§ **Work to do**
Scale the coordinates in the records below. Start at the line that has "hand in the picture above?" and stop after the last line of the records. Write out every line in that span, changing no wording, and multiply each coordinate by 1.9, rounding to whole numbers with halves rounded up.
-- Start --
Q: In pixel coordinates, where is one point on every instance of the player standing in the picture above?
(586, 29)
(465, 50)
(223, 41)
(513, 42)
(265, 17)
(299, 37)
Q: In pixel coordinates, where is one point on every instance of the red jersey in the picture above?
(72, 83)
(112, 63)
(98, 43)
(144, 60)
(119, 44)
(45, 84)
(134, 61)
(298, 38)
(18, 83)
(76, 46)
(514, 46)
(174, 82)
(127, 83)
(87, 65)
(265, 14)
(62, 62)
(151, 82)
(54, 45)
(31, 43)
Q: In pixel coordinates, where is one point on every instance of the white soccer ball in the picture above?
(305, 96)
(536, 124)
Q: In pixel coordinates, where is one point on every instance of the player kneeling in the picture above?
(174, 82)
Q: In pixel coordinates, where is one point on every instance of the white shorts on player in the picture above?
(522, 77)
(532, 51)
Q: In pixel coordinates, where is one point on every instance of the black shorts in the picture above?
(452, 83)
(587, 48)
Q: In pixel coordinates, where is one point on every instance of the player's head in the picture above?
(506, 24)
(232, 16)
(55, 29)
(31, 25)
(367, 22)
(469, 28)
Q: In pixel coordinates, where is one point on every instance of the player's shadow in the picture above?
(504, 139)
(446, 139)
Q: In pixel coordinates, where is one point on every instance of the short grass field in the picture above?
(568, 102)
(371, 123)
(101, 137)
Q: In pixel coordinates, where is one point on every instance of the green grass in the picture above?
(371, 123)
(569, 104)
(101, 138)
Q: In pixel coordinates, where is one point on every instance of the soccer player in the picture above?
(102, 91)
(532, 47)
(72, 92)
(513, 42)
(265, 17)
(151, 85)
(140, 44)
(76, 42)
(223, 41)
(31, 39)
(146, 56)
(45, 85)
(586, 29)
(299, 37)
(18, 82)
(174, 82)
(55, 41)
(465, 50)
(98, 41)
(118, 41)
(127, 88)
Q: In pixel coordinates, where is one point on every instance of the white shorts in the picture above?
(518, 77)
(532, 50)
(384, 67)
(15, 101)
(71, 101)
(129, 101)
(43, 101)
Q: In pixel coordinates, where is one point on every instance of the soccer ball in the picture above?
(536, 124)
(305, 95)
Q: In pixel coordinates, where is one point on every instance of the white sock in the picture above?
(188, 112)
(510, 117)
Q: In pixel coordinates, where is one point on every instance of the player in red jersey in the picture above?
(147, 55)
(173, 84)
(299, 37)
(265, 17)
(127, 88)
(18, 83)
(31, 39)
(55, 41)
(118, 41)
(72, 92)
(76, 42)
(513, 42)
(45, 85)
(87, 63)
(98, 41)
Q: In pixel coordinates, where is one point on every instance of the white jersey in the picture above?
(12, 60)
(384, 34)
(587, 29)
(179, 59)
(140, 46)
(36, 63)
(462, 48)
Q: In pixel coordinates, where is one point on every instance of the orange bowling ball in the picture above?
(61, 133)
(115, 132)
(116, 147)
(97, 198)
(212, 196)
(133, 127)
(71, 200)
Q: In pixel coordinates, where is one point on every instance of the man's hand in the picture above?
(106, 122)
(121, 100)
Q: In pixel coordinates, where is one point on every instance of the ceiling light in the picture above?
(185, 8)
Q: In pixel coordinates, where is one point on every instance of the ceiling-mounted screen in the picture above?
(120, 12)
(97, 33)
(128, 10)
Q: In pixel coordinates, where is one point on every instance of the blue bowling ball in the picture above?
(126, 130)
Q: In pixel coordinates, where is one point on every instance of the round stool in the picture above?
-- End --
§ **Problem solution**
Q: In pixel coordinates, where is one point on every instance of the man's hand in the picture above?
(201, 232)
(230, 190)
Q: In pixel coordinates, where is one point on every instance of the ceiling light in the picture above?
(352, 15)
Q: In pixel coordinates, where is one point on every instance of the ceiling-mounted screen in the picture above?
(228, 23)
(184, 63)
(243, 19)
Q: In pixel coordinates, where is one point on every instance of the blue bowling ball in the picture above?
(239, 247)
Q: In pixel coordinates, where is one point on every instance of the round stool in the picture above?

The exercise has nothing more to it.